begin Data provided

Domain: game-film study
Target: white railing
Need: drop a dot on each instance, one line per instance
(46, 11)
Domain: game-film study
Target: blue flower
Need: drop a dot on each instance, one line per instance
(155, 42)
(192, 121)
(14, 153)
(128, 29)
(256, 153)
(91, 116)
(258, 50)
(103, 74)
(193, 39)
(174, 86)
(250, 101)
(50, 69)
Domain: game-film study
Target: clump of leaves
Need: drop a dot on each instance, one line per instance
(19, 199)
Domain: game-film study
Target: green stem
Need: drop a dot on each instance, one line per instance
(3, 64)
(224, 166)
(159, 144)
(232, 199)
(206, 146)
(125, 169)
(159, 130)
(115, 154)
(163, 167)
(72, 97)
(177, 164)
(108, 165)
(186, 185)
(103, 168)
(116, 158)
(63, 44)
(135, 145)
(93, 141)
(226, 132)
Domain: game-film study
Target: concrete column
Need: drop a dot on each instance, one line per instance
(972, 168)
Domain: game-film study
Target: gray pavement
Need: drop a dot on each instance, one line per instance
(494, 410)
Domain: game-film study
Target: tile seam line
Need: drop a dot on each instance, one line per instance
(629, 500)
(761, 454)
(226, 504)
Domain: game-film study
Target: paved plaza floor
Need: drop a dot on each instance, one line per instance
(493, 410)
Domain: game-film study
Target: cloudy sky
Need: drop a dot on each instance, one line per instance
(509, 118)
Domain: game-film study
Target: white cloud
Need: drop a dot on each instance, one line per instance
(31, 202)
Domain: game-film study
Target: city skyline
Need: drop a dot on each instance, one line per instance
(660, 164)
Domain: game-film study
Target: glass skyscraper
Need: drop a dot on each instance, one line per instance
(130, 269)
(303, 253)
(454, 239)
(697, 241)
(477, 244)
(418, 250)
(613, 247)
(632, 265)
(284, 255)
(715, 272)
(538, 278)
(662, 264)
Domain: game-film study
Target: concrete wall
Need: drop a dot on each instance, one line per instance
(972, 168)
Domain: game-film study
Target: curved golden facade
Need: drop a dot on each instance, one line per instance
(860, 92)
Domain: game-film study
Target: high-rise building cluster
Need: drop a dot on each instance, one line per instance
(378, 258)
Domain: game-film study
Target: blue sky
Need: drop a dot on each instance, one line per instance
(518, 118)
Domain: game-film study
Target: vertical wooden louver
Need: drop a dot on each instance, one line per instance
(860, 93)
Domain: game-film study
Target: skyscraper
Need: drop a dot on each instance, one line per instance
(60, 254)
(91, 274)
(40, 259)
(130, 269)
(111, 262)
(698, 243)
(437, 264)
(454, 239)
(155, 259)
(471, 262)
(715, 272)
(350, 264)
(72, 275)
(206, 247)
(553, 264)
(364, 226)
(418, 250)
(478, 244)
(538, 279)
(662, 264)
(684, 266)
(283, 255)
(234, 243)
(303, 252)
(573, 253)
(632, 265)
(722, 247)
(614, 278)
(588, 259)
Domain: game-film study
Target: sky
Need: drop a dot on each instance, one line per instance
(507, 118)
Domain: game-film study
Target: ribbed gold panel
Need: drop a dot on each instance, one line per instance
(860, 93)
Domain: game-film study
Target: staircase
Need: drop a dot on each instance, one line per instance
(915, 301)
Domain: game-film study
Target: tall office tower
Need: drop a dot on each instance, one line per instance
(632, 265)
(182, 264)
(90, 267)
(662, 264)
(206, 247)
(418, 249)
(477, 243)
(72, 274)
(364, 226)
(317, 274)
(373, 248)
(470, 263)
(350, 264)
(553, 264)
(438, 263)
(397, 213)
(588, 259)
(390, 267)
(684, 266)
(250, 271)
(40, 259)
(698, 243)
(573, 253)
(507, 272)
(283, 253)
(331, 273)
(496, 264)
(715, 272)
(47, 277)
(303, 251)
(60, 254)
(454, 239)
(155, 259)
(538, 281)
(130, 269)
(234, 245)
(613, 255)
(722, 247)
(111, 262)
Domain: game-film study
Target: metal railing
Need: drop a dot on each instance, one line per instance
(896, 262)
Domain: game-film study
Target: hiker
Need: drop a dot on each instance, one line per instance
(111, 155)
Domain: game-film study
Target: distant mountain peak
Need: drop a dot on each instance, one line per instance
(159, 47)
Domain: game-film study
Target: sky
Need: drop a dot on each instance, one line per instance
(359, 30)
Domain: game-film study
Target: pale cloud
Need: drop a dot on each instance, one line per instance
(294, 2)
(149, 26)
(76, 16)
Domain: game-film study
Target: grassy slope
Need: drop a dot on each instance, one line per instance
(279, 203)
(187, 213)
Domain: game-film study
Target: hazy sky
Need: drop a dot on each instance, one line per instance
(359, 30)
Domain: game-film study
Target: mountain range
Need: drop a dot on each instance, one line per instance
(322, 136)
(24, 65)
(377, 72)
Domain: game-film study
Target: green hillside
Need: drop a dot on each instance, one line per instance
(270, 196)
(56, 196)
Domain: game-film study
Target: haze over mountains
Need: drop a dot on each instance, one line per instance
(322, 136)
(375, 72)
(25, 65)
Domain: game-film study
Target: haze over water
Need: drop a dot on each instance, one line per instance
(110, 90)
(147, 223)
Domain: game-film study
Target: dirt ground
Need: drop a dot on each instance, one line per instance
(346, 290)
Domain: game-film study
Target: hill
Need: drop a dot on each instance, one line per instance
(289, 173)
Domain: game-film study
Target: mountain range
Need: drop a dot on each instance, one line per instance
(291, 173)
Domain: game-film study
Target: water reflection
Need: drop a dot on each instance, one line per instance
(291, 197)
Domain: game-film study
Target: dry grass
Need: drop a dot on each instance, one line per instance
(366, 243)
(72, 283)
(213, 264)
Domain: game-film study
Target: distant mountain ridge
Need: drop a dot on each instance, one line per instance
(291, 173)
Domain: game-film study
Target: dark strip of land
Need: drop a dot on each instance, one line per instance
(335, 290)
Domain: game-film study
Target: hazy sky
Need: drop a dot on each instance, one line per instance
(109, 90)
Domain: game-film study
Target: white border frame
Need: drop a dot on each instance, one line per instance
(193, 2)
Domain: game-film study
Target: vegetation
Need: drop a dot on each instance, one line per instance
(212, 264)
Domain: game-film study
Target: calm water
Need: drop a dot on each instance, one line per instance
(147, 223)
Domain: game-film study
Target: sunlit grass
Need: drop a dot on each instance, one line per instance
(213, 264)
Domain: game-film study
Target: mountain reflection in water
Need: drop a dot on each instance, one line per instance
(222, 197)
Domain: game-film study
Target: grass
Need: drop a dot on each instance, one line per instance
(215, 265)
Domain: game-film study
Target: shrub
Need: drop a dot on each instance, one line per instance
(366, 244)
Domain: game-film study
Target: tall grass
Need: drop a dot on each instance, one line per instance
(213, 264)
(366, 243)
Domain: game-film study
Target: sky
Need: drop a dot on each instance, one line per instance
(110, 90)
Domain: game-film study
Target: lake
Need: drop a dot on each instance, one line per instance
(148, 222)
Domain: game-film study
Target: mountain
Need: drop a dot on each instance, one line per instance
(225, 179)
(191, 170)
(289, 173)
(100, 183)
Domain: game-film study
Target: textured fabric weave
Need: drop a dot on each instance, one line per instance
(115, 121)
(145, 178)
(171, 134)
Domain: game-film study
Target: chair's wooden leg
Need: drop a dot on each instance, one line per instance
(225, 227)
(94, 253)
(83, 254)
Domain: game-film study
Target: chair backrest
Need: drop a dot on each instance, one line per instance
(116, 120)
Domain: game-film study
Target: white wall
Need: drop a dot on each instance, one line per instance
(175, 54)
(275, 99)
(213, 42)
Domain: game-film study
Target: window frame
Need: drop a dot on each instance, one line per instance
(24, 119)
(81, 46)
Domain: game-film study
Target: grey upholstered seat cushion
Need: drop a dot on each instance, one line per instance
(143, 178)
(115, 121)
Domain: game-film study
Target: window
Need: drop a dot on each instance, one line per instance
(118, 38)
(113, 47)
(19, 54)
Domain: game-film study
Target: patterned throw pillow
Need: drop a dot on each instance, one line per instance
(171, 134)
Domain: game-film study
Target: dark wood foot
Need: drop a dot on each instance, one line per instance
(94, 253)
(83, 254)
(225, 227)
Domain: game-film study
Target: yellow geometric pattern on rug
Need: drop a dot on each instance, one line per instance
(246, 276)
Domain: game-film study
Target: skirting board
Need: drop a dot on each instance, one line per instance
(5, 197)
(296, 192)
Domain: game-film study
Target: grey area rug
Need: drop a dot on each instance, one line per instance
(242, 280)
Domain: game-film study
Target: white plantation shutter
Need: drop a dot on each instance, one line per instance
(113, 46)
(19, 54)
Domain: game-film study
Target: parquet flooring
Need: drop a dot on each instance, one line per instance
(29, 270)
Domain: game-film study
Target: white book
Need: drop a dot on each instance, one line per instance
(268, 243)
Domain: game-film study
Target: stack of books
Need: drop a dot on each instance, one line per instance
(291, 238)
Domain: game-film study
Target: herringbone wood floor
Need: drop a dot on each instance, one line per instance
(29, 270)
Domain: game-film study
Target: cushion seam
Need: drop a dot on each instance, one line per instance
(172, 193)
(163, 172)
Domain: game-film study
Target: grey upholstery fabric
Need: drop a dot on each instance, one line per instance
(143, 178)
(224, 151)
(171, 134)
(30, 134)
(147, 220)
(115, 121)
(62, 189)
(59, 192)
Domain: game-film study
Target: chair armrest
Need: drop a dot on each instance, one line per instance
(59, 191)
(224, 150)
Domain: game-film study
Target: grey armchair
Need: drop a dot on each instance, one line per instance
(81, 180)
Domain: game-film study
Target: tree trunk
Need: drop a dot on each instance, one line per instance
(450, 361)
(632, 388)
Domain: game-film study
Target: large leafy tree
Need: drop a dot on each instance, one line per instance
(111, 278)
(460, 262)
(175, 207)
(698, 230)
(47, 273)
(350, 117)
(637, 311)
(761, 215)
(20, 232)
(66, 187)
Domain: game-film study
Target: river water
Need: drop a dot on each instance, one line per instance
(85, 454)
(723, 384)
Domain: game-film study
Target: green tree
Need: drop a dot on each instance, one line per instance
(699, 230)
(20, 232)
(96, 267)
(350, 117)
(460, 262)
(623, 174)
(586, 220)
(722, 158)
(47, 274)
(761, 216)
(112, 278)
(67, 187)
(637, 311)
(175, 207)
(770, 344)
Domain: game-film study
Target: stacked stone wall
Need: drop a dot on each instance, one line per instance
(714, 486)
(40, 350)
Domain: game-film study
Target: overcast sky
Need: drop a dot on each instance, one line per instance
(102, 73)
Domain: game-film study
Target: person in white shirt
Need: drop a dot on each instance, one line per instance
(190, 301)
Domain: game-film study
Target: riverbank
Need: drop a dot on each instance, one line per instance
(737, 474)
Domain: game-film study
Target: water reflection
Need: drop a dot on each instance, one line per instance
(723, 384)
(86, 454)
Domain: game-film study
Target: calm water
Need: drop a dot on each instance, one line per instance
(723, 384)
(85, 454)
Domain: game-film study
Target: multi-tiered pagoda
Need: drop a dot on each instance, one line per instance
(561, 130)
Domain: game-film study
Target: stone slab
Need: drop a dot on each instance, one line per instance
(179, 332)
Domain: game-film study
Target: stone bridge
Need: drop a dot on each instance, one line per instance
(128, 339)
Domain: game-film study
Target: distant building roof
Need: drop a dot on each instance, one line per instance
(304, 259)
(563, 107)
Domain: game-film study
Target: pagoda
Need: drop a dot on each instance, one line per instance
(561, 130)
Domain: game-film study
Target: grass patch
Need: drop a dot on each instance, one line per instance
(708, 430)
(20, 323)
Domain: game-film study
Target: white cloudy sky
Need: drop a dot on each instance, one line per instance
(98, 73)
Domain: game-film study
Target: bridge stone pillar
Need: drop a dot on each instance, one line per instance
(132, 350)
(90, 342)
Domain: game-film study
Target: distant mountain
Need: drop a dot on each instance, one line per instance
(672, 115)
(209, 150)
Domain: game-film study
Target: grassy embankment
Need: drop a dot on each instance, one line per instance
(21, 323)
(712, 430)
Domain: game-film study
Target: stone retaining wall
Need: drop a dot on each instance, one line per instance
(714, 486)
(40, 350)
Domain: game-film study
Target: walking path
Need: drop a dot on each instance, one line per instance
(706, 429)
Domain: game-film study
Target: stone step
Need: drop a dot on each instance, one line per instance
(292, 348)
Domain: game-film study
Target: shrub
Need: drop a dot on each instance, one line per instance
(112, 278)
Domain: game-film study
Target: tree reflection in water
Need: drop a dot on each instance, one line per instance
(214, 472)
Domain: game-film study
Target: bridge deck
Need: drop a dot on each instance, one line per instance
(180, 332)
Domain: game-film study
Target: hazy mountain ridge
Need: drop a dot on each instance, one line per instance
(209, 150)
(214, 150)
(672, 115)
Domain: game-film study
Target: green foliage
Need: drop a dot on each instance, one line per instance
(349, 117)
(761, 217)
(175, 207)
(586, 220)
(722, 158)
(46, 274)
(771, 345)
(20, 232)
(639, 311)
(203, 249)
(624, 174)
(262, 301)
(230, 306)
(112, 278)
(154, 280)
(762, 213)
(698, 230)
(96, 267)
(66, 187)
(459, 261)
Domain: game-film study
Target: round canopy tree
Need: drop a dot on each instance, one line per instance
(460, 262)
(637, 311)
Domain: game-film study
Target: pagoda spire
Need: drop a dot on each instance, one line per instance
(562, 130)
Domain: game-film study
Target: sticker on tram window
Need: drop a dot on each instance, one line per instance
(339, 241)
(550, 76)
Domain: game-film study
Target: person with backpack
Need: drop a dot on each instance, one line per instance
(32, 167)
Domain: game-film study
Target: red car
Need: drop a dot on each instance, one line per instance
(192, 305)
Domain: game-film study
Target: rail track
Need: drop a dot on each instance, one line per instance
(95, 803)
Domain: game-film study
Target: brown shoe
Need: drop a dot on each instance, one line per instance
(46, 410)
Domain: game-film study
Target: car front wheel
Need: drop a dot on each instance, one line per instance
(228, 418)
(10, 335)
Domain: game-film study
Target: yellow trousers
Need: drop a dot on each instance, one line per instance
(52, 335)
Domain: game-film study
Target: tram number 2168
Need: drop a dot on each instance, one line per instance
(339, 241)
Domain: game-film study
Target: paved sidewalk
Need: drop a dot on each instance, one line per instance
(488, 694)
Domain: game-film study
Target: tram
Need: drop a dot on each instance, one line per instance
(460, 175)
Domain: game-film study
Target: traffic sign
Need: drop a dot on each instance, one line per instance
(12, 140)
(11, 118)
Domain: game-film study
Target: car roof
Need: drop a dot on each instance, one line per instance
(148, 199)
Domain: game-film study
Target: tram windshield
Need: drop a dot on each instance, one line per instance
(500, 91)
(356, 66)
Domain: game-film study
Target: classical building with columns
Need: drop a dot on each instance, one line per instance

end Data provided

● Request:
Count the lines in the entries above that contain the string "distant", treating uppercase and lowercase as different, and reply with the number alone.

● Output of the exercise:
4